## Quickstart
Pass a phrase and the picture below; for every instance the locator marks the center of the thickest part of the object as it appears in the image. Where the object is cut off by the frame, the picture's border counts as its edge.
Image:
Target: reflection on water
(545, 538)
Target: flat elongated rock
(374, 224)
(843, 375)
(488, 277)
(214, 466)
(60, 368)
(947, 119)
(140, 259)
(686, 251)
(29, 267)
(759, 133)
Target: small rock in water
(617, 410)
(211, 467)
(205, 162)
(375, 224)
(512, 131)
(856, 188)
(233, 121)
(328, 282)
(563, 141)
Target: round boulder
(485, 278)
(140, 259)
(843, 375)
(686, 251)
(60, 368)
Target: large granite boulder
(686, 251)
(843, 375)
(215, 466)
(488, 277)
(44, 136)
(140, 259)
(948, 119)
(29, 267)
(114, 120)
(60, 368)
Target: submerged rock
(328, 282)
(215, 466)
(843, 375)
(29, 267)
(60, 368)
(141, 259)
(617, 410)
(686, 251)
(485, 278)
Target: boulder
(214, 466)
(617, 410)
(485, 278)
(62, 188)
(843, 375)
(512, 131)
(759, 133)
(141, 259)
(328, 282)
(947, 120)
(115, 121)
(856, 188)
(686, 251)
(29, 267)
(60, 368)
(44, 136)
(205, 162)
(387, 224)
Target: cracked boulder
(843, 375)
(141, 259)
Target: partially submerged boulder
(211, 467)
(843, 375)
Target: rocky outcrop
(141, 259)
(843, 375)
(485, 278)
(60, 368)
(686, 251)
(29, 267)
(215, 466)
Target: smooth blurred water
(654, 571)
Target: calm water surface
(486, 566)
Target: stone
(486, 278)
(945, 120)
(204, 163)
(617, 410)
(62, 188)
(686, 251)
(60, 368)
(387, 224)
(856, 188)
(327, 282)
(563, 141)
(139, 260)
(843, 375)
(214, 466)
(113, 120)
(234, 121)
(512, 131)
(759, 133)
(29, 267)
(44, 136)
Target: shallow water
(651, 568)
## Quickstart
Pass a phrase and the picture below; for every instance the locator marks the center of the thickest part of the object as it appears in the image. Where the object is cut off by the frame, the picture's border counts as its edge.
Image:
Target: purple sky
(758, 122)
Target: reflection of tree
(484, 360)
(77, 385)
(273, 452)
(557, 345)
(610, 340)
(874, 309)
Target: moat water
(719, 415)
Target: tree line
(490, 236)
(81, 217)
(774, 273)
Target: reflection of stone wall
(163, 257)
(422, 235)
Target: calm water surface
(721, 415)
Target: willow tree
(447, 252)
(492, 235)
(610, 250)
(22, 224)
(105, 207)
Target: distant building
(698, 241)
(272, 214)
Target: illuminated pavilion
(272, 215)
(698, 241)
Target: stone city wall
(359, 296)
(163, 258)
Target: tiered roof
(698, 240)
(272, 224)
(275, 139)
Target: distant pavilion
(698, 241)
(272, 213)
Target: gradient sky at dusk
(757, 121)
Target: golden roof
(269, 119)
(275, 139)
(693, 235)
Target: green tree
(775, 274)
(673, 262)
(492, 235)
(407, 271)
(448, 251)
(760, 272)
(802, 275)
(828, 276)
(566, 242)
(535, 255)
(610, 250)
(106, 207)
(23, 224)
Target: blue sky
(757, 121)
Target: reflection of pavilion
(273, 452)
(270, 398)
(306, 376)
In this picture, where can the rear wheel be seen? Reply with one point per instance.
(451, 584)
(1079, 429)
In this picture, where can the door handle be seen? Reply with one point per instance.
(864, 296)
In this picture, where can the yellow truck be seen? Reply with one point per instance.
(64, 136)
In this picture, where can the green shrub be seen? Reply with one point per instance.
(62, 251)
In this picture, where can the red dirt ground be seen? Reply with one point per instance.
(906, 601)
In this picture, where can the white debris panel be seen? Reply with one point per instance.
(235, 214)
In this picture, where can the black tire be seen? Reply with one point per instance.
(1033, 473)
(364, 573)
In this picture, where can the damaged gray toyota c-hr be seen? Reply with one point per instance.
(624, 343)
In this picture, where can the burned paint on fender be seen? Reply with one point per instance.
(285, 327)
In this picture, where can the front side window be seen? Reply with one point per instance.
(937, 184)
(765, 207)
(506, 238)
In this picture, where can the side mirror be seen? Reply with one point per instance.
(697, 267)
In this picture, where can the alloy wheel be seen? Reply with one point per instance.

» GOAL OF THE EXERCISE
Copy out the material above in full so that every line matches the original.

» ANSWER TO THE EXERCISE
## Quickstart
Pass a phrase and the picture below; for every instance the locator marks the center of the thickest part of the object as it appears in the image. Where the object is cut off by the frame, the picture's border counts as its edge.
Image:
Target: reflection on water
(545, 538)
Target: flat elongated rock
(374, 224)
(843, 375)
(488, 277)
(214, 466)
(60, 368)
(947, 119)
(140, 259)
(686, 251)
(29, 267)
(759, 133)
Target: small rock in water
(617, 410)
(211, 467)
(205, 162)
(375, 224)
(512, 131)
(856, 188)
(233, 121)
(328, 282)
(563, 141)
Target: round boulder
(485, 278)
(140, 259)
(843, 375)
(686, 251)
(60, 368)
Target: large granite boulder
(686, 251)
(843, 375)
(215, 466)
(488, 277)
(44, 136)
(140, 259)
(948, 119)
(29, 267)
(114, 120)
(60, 368)
Target: submerged rock
(328, 282)
(215, 466)
(843, 375)
(29, 267)
(60, 368)
(141, 259)
(617, 410)
(686, 251)
(485, 278)
Target: boulder
(214, 466)
(617, 410)
(485, 278)
(62, 188)
(843, 375)
(512, 131)
(759, 133)
(141, 259)
(328, 282)
(947, 120)
(115, 121)
(856, 188)
(686, 251)
(29, 267)
(60, 368)
(44, 136)
(205, 162)
(387, 224)
Target: cracked boulder
(843, 375)
(141, 259)
Target: partially submerged boulder
(211, 467)
(843, 375)
Target: rocky outcrop
(141, 259)
(843, 375)
(485, 278)
(60, 368)
(686, 251)
(29, 267)
(215, 466)
Target: smooth blurred water
(654, 571)
Target: calm water surface
(486, 566)
Target: stone
(486, 278)
(945, 120)
(204, 163)
(617, 410)
(62, 188)
(686, 251)
(60, 368)
(387, 224)
(856, 188)
(327, 282)
(563, 141)
(139, 260)
(843, 375)
(214, 466)
(113, 120)
(234, 121)
(512, 131)
(759, 133)
(29, 267)
(44, 136)
Target: shallow water
(651, 568)
## Quickstart
Pass a phrase and the picture below; for every instance the locator marks the center of the thickest part of the object as it appears in the image. Where the object is cut off by the frame, the picture's border counts as its edge.
Image:
Target: purple sky
(758, 122)
Target: reflection of tree
(484, 360)
(77, 385)
(273, 452)
(557, 345)
(610, 340)
(874, 309)
Target: moat water
(719, 415)
Target: tree line
(490, 236)
(81, 217)
(774, 273)
Target: reflection of stone wall
(163, 257)
(422, 235)
Target: calm water surface
(721, 415)
Target: willow tree
(447, 252)
(492, 235)
(610, 250)
(22, 224)
(105, 207)
Target: distant building
(698, 241)
(272, 214)
Target: illuminated pavilion
(272, 215)
(698, 241)
Target: stone city wall
(359, 296)
(163, 258)
Target: tiered roof
(698, 240)
(272, 224)
(275, 139)
Target: distant pavilion
(698, 241)
(272, 213)
Target: gradient sky at dusk
(757, 121)
Target: golden roof
(269, 119)
(275, 139)
(693, 235)
Target: green tree
(775, 274)
(673, 262)
(492, 235)
(407, 271)
(448, 251)
(760, 272)
(802, 275)
(828, 276)
(566, 242)
(535, 255)
(610, 250)
(106, 207)
(23, 224)
Target: blue sky
(757, 121)
Target: reflection of pavilion
(273, 452)
(270, 398)
(306, 376)
In this picture, where can the rear wheel be seen? Reply with one point per instance.
(451, 584)
(1079, 429)
In this picture, where can the door handle be seen? Reply with one point per instance.
(864, 296)
In this picture, where can the yellow truck be seen? Reply with one point per instance.
(64, 136)
In this picture, where can the green shrub be seen? Reply with one point per instance.
(62, 251)
In this picture, where can the red dirt ground be seen? Reply with one point per instance.
(906, 601)
In this picture, where can the white debris panel be seen? Reply with one point per instance.
(235, 214)
In this picture, where can the black tire be seen? Reply with one point per instance.
(1033, 473)
(364, 573)
In this picture, where can the damaged gray toyota c-hr be seen? Reply with one point per instance.
(624, 343)
In this picture, where can the burned paint on fender be seen? Reply with one point per instance.
(285, 327)
In this picture, where can the front side window be seen? Reply with one point per instance.
(937, 184)
(765, 207)
(506, 238)
In this picture, where can the side mirror be seen? Reply with one point per instance.
(697, 267)
In this picture, where can the alloy wheel be seen? Reply with one point per instance.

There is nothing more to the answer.